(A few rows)
————————

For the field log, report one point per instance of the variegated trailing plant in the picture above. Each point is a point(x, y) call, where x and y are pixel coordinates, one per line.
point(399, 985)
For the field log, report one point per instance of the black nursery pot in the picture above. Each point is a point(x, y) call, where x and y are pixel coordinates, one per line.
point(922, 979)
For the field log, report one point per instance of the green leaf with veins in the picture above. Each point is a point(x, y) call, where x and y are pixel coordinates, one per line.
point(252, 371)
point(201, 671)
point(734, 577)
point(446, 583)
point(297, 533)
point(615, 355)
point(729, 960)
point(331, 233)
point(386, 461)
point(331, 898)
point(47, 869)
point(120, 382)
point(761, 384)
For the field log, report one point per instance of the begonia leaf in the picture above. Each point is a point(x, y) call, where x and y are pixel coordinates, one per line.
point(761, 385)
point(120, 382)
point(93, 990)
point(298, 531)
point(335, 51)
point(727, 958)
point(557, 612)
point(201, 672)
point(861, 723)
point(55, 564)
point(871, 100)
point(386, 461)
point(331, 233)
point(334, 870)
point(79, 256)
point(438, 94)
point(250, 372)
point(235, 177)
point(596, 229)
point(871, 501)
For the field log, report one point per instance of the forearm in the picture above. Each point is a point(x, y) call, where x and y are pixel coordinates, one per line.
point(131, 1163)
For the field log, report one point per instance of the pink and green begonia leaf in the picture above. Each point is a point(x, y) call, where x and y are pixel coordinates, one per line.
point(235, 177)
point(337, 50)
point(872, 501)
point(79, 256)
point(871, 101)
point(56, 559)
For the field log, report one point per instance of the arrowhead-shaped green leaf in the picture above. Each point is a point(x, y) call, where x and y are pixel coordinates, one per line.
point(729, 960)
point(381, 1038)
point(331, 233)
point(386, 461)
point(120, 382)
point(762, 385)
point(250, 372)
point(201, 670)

————————

Given instruction: Replace "field log" with "plant survey" in the rows from the first line through the line with "point(871, 501)", and give those lines again with nothing else changed.

Answer to the problem:
For the plant survey, report one point per instance of the variegated trailing plant in the picture above. Each point is a point(x, y) call, where x and y are pixel coordinates, one per line.
point(399, 985)
For the plant survey, report one point per instance of the black nursery pot in the picture above. Each point is a point(x, y) call, where x and y are pixel coordinates, one per line.
point(922, 979)
For the plant survey, report one point per instance of the green leaf with veins in the picture above. Each point is a point(x, y) call, where x and y are pixel coordinates, one per line.
point(252, 371)
point(201, 671)
point(734, 577)
point(446, 583)
point(297, 533)
point(615, 355)
point(729, 960)
point(331, 233)
point(386, 461)
point(331, 898)
point(47, 869)
point(120, 382)
point(761, 384)
For the plant survey, report one point per instance of the begonia leaf in the picture above. Each point is a point(x, y) call, where x and y are pixel coordinates, one per line.
point(761, 385)
point(120, 382)
point(93, 990)
point(298, 531)
point(335, 51)
point(727, 958)
point(557, 612)
point(201, 672)
point(861, 723)
point(55, 564)
point(871, 100)
point(386, 461)
point(331, 233)
point(334, 870)
point(79, 256)
point(438, 94)
point(250, 372)
point(235, 177)
point(596, 229)
point(871, 501)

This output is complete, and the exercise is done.